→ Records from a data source
---

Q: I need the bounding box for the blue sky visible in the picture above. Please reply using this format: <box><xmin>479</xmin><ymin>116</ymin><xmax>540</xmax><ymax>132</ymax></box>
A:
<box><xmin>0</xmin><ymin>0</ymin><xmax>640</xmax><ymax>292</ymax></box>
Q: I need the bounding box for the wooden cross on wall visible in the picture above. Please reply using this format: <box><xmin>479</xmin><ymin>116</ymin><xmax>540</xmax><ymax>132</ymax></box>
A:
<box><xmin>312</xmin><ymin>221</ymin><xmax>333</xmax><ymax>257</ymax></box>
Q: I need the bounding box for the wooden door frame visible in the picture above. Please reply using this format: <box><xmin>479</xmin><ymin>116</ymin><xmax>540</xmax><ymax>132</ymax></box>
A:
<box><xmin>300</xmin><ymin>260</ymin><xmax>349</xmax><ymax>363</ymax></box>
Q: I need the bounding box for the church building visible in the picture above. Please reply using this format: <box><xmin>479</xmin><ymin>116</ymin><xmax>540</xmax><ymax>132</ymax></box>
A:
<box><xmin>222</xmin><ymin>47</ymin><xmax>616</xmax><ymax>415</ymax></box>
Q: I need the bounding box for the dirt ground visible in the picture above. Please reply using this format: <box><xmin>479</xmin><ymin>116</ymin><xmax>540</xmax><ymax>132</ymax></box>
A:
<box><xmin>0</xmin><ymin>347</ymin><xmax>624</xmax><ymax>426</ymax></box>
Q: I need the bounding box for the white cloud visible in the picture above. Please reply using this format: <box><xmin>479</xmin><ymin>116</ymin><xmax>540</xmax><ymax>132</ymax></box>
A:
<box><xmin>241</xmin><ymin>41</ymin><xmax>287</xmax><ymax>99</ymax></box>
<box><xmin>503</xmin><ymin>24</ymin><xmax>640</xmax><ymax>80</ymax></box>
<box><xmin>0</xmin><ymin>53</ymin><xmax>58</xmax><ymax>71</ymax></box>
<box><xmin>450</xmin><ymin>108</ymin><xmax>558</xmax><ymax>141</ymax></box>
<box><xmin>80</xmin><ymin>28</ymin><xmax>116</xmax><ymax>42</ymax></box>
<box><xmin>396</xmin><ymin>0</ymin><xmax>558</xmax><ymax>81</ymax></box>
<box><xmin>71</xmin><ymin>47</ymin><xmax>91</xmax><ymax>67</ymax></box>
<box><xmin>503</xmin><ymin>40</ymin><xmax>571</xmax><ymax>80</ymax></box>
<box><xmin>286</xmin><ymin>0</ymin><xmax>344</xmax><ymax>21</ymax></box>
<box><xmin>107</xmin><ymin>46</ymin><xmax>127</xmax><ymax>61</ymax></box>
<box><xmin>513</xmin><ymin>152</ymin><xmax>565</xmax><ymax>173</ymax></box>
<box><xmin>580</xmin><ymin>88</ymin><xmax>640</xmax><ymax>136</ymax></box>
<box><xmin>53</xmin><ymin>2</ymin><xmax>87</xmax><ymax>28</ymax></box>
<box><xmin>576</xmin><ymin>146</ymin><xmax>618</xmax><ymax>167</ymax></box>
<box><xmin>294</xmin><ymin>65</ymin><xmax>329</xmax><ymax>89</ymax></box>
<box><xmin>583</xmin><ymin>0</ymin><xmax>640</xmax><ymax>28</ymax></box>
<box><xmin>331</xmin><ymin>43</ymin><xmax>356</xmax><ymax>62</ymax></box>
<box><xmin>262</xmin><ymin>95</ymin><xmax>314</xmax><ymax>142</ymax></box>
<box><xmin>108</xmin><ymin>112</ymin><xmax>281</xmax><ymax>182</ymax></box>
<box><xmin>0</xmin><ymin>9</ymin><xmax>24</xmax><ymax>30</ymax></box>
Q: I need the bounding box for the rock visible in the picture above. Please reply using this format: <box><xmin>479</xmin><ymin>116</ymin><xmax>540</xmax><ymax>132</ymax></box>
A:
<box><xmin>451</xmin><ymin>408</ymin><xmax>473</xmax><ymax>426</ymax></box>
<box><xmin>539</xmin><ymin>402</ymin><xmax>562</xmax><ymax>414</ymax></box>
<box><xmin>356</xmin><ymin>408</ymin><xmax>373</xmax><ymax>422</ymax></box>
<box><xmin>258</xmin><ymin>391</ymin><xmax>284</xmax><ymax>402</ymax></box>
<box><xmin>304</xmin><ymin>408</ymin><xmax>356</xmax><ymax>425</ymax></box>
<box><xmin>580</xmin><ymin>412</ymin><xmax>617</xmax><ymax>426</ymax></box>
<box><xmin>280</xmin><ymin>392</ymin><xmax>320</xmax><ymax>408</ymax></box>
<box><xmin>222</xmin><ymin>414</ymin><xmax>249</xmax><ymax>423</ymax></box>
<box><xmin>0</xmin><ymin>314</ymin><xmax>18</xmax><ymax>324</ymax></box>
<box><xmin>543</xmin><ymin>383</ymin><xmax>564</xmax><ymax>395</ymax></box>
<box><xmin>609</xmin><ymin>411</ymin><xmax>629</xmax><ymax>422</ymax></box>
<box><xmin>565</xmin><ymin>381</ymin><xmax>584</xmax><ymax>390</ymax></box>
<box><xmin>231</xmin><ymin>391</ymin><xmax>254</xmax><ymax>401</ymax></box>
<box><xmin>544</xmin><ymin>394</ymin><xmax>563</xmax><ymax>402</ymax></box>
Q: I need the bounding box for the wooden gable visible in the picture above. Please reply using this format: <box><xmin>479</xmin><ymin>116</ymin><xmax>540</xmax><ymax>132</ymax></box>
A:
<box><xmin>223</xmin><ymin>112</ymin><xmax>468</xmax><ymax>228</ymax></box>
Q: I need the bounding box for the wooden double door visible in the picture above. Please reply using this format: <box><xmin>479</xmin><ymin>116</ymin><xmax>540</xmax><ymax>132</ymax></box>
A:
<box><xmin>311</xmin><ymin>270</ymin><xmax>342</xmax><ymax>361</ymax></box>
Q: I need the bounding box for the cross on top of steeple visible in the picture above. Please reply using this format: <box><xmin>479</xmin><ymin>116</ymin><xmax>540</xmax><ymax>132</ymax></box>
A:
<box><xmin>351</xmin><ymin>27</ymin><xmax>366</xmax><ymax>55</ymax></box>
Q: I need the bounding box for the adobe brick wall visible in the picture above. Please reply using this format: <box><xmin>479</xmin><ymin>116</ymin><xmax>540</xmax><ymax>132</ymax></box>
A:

---

→ TASK TO COMPLETE
Update every one of the records above by replacing "bounding box" with "bounding rectangle" wherever it occurs, leaving all other text unchanged, and output the full set of records.

→ RESPONSE TO THIS TASK
Q: I need the bounding rectangle for the blue sky visible in the picture above. Please reply using this format: <box><xmin>479</xmin><ymin>116</ymin><xmax>540</xmax><ymax>132</ymax></box>
A:
<box><xmin>0</xmin><ymin>0</ymin><xmax>640</xmax><ymax>292</ymax></box>
Q: I need the bounding rectangle for the wooden cross on wall visible in the picture above. Please reply using this format: <box><xmin>479</xmin><ymin>116</ymin><xmax>540</xmax><ymax>132</ymax></box>
A:
<box><xmin>312</xmin><ymin>221</ymin><xmax>333</xmax><ymax>257</ymax></box>
Q: I need the bounding rectangle for the wooden door frame visible in the picture above. Please reply using this format: <box><xmin>479</xmin><ymin>116</ymin><xmax>540</xmax><ymax>132</ymax></box>
A:
<box><xmin>300</xmin><ymin>260</ymin><xmax>349</xmax><ymax>363</ymax></box>
Q: I need the bounding rectangle for the church building visible in the picture above. Please reply using this format: <box><xmin>479</xmin><ymin>116</ymin><xmax>540</xmax><ymax>132</ymax></box>
A:
<box><xmin>222</xmin><ymin>47</ymin><xmax>616</xmax><ymax>415</ymax></box>
Q: I need the bounding rectangle for the dirt ground visible in the picture above. Please reply using this format: <box><xmin>479</xmin><ymin>116</ymin><xmax>540</xmax><ymax>132</ymax></box>
A:
<box><xmin>0</xmin><ymin>347</ymin><xmax>624</xmax><ymax>426</ymax></box>
Q: I need the bounding rectangle for the white cloud visible in the picture above. Please reply using this format: <box><xmin>479</xmin><ymin>116</ymin><xmax>540</xmax><ymax>132</ymax></box>
A:
<box><xmin>241</xmin><ymin>41</ymin><xmax>287</xmax><ymax>99</ymax></box>
<box><xmin>503</xmin><ymin>24</ymin><xmax>640</xmax><ymax>80</ymax></box>
<box><xmin>0</xmin><ymin>53</ymin><xmax>58</xmax><ymax>71</ymax></box>
<box><xmin>450</xmin><ymin>108</ymin><xmax>558</xmax><ymax>141</ymax></box>
<box><xmin>80</xmin><ymin>28</ymin><xmax>116</xmax><ymax>42</ymax></box>
<box><xmin>396</xmin><ymin>0</ymin><xmax>558</xmax><ymax>81</ymax></box>
<box><xmin>71</xmin><ymin>47</ymin><xmax>91</xmax><ymax>67</ymax></box>
<box><xmin>503</xmin><ymin>40</ymin><xmax>571</xmax><ymax>80</ymax></box>
<box><xmin>286</xmin><ymin>0</ymin><xmax>344</xmax><ymax>21</ymax></box>
<box><xmin>107</xmin><ymin>46</ymin><xmax>127</xmax><ymax>61</ymax></box>
<box><xmin>513</xmin><ymin>152</ymin><xmax>565</xmax><ymax>173</ymax></box>
<box><xmin>580</xmin><ymin>88</ymin><xmax>640</xmax><ymax>136</ymax></box>
<box><xmin>53</xmin><ymin>2</ymin><xmax>87</xmax><ymax>28</ymax></box>
<box><xmin>576</xmin><ymin>146</ymin><xmax>618</xmax><ymax>167</ymax></box>
<box><xmin>294</xmin><ymin>65</ymin><xmax>329</xmax><ymax>89</ymax></box>
<box><xmin>583</xmin><ymin>0</ymin><xmax>640</xmax><ymax>28</ymax></box>
<box><xmin>331</xmin><ymin>43</ymin><xmax>356</xmax><ymax>62</ymax></box>
<box><xmin>262</xmin><ymin>95</ymin><xmax>314</xmax><ymax>142</ymax></box>
<box><xmin>108</xmin><ymin>112</ymin><xmax>281</xmax><ymax>182</ymax></box>
<box><xmin>0</xmin><ymin>9</ymin><xmax>24</xmax><ymax>30</ymax></box>
Q: I need the bounding rectangle for the rock visible in the picture above. Please reply using this format: <box><xmin>479</xmin><ymin>116</ymin><xmax>540</xmax><ymax>132</ymax></box>
A:
<box><xmin>451</xmin><ymin>408</ymin><xmax>473</xmax><ymax>426</ymax></box>
<box><xmin>539</xmin><ymin>402</ymin><xmax>562</xmax><ymax>414</ymax></box>
<box><xmin>356</xmin><ymin>408</ymin><xmax>373</xmax><ymax>422</ymax></box>
<box><xmin>258</xmin><ymin>391</ymin><xmax>284</xmax><ymax>402</ymax></box>
<box><xmin>304</xmin><ymin>408</ymin><xmax>356</xmax><ymax>425</ymax></box>
<box><xmin>580</xmin><ymin>412</ymin><xmax>617</xmax><ymax>426</ymax></box>
<box><xmin>280</xmin><ymin>392</ymin><xmax>320</xmax><ymax>408</ymax></box>
<box><xmin>222</xmin><ymin>414</ymin><xmax>249</xmax><ymax>423</ymax></box>
<box><xmin>0</xmin><ymin>314</ymin><xmax>18</xmax><ymax>324</ymax></box>
<box><xmin>543</xmin><ymin>383</ymin><xmax>564</xmax><ymax>395</ymax></box>
<box><xmin>609</xmin><ymin>411</ymin><xmax>629</xmax><ymax>422</ymax></box>
<box><xmin>565</xmin><ymin>381</ymin><xmax>584</xmax><ymax>390</ymax></box>
<box><xmin>231</xmin><ymin>391</ymin><xmax>254</xmax><ymax>401</ymax></box>
<box><xmin>544</xmin><ymin>394</ymin><xmax>563</xmax><ymax>402</ymax></box>
Q: I need the bounding rectangle for the wooden gable visible in the picture above. Please reply using this format: <box><xmin>479</xmin><ymin>116</ymin><xmax>540</xmax><ymax>132</ymax></box>
A:
<box><xmin>223</xmin><ymin>112</ymin><xmax>468</xmax><ymax>228</ymax></box>
Q: I need the bounding rectangle for the wooden double door visible in the picture above. Please reply using this format: <box><xmin>479</xmin><ymin>116</ymin><xmax>540</xmax><ymax>132</ymax></box>
A:
<box><xmin>311</xmin><ymin>270</ymin><xmax>342</xmax><ymax>361</ymax></box>
Q: I need the bounding rectangle for the cross on top of steeple visible in the picture above. Please reply using this format: <box><xmin>479</xmin><ymin>116</ymin><xmax>540</xmax><ymax>132</ymax></box>
A:
<box><xmin>351</xmin><ymin>27</ymin><xmax>366</xmax><ymax>55</ymax></box>
Q: I need the bounding rectangle for the adobe brick wall visible in the picture above. Please reply using this format: <box><xmin>479</xmin><ymin>116</ymin><xmax>540</xmax><ymax>132</ymax></box>
A:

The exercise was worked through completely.